**Goals**
(a) Answer these from the text on Goldstone bosons in superfluids below, one line each:
(i) What is the Goldstone boson for a superfluid?
(ii) What does the quasiparticle lack, as the nonrelativistic version of the mass gap?
(iii) Which two symmetries are spontaneously broken in a superfluid?
(b) Pick up the text on Goldstone bosons in superfluids below, starting after its last sentence, and write its continuation.
··· Supplied text ···
Are there Goldstone bosons in the spontaneous normal to superfluid transition?

The Goldstone boson for a superfluid is the phonon.

See Wikipedia:

A version of Goldstone's theorem also applies to nonrelativistic theories (and also relativistic theories with spontaneously broken spacetime symmetries, such as Lorentz symmetry or conformal symmetry, rotational, or translational invariance).

It essentially states that, for each spontaneously broken symmetry, there corresponds some quasiparticle with no energy gap—the nonrelativistic version of the mass gap. [...] However, two different spontaneously broken generators may now give rise to the same Nambu–Goldstone boson. For example, in a superfluid, both the U(1) particle number symmetry and Galilean symmetry are spontaneously broken. However, the phonon is the Goldstone boson for both.
··· Information supplied ···
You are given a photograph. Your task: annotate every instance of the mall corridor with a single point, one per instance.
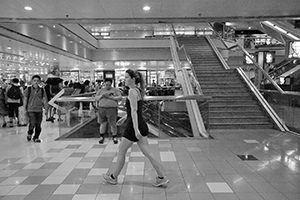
(234, 165)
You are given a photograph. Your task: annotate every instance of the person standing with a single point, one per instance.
(136, 130)
(35, 100)
(3, 107)
(108, 98)
(14, 99)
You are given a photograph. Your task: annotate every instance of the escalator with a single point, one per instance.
(284, 68)
(233, 106)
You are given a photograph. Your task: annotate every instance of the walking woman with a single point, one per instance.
(136, 130)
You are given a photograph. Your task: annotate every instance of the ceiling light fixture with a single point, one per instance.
(146, 8)
(28, 8)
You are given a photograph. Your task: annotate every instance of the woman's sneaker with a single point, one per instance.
(107, 178)
(37, 140)
(161, 182)
(101, 141)
(115, 140)
(29, 137)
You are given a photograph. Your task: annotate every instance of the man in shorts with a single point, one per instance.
(108, 98)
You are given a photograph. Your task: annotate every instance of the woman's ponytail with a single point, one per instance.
(140, 80)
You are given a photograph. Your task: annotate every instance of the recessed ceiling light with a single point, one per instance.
(146, 8)
(27, 8)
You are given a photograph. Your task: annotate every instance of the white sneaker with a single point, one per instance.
(160, 182)
(107, 178)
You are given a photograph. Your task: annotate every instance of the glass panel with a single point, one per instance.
(287, 107)
(165, 119)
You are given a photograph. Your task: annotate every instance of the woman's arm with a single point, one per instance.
(117, 96)
(98, 95)
(133, 98)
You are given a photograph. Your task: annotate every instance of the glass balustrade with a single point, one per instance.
(287, 107)
(166, 116)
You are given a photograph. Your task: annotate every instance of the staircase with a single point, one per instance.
(232, 106)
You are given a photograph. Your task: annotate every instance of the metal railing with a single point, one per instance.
(192, 107)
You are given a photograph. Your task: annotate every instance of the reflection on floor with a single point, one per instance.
(198, 169)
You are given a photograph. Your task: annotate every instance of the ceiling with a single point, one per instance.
(75, 19)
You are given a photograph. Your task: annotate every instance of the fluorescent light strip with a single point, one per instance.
(281, 30)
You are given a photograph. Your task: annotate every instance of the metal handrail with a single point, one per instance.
(261, 69)
(146, 98)
(280, 124)
(224, 63)
(193, 109)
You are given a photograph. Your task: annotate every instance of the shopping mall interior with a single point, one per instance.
(222, 99)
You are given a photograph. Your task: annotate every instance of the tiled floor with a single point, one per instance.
(198, 169)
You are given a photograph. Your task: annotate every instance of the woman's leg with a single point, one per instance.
(144, 146)
(124, 146)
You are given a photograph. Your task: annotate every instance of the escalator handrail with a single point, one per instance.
(280, 124)
(198, 86)
(262, 70)
(168, 121)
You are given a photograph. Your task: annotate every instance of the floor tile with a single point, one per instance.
(219, 187)
(54, 180)
(67, 189)
(247, 157)
(6, 189)
(33, 180)
(84, 196)
(88, 189)
(13, 181)
(22, 190)
(108, 197)
(251, 141)
(167, 157)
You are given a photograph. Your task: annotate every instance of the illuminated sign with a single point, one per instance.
(293, 49)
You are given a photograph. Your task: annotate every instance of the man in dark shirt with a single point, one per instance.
(34, 101)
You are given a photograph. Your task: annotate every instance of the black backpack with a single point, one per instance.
(14, 92)
(29, 92)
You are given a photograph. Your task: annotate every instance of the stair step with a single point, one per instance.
(241, 126)
(231, 108)
(233, 102)
(222, 87)
(234, 113)
(232, 105)
(238, 119)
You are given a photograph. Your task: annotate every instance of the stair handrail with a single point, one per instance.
(193, 75)
(222, 60)
(278, 121)
(261, 69)
(192, 106)
(248, 55)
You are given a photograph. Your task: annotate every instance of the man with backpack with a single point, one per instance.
(14, 100)
(35, 100)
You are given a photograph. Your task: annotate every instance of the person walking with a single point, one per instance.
(14, 99)
(108, 98)
(136, 130)
(35, 100)
(3, 106)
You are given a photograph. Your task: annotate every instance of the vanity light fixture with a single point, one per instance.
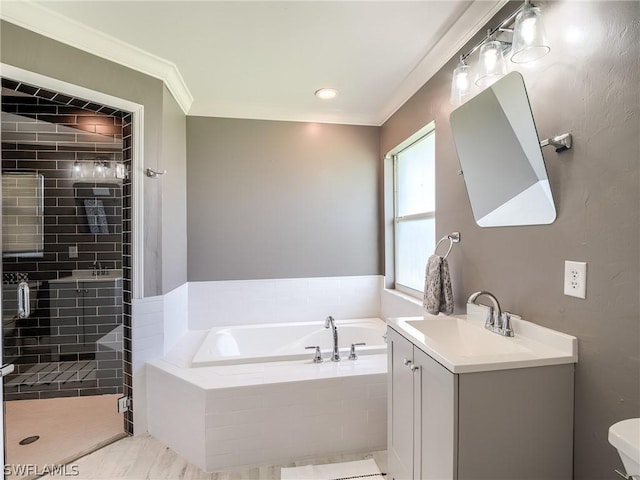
(491, 66)
(326, 93)
(461, 84)
(529, 36)
(521, 35)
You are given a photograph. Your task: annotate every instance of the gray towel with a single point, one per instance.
(438, 295)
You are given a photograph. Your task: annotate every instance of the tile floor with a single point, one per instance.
(145, 458)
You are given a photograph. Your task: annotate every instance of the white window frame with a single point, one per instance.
(395, 218)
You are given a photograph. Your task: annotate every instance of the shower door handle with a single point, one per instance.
(24, 308)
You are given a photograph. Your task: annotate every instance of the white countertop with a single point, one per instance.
(462, 345)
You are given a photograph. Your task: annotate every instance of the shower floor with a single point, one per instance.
(68, 428)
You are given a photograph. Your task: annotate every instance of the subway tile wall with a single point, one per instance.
(50, 133)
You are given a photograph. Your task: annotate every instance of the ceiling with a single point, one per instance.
(265, 59)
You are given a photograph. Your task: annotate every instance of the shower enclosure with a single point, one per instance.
(66, 227)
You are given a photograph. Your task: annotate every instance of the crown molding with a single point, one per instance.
(51, 24)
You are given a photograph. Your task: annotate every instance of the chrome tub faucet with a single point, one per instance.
(329, 322)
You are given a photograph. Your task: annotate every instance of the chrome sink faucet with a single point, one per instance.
(329, 322)
(496, 321)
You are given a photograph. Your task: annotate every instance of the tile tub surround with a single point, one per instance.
(252, 414)
(242, 302)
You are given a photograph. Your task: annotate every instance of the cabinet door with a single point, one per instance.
(436, 404)
(400, 429)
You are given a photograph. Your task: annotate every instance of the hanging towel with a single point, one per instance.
(96, 217)
(438, 295)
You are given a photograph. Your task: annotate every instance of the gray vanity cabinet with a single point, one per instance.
(499, 424)
(422, 401)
···
**Expected results**
(a)
(i) The phonon.
(ii) An energy gap.
(iii) The U(1) particle number symmetry and Galilean symmetry.

(b)
And also this article:

An example of spontaneous symmetry breaking is the breaking of the global U(1)-symmetry in $^4$He and the appearance of superfluidity below a certain critical temperature. Associated with the breaking of the symmetry, there is a nonzero value of an order parameter and a condensate of particles in the zero-momentum state. When a global continuous symmetry is broken, the Goldstone theorem states that there is a gapless excitation for each generator that does not leave the ground state invariant. In the case of nonrelativistic Bose gases, one identifies the Goldstone mode with the phonons.

Other relevant sources:

• A. Schmitt, Introduction to Superfluidity
• K. Huang, Statistical Mechanics (chap. 13)